Provide the number of lines in the material below that include the word "cloud", without any accompanying text.

▶ [GIVEN DATA]
------------

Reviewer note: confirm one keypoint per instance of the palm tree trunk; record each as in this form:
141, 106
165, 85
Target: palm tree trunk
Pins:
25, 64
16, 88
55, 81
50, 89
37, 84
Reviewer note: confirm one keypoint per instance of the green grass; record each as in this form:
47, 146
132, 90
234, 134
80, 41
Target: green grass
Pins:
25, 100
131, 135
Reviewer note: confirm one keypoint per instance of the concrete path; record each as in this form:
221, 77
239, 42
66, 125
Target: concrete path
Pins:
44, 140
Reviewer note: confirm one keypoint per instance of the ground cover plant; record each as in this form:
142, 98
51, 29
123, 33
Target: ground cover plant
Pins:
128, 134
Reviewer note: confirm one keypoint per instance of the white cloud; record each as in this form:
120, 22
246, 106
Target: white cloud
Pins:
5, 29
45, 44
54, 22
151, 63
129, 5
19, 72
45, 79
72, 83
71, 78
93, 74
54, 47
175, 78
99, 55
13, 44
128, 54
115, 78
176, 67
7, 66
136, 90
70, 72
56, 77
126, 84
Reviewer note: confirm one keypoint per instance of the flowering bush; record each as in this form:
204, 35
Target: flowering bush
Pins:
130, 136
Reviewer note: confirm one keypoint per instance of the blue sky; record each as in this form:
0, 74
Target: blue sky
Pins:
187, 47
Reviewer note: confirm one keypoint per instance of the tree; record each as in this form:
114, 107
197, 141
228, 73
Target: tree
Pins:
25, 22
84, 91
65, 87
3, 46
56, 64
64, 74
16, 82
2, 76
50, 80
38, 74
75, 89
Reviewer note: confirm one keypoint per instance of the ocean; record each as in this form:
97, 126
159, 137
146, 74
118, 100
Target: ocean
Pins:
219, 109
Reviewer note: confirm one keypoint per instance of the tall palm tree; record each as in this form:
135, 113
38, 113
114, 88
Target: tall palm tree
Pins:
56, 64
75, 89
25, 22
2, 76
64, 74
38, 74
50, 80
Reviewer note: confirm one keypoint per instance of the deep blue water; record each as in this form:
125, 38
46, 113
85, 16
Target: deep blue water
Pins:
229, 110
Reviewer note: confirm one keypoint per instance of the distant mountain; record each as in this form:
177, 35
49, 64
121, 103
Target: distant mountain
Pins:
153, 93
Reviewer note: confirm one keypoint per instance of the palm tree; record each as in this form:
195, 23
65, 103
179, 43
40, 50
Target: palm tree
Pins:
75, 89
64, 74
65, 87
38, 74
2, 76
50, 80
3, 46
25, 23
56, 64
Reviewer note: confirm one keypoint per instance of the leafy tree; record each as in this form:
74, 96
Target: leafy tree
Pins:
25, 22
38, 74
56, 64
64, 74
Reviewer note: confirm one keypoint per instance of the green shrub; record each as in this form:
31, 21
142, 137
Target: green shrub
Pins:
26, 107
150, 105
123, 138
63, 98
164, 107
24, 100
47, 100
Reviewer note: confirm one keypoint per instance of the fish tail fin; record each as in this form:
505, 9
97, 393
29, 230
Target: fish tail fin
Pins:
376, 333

------------

▶ [RESPONSE TO THIS TASK] 2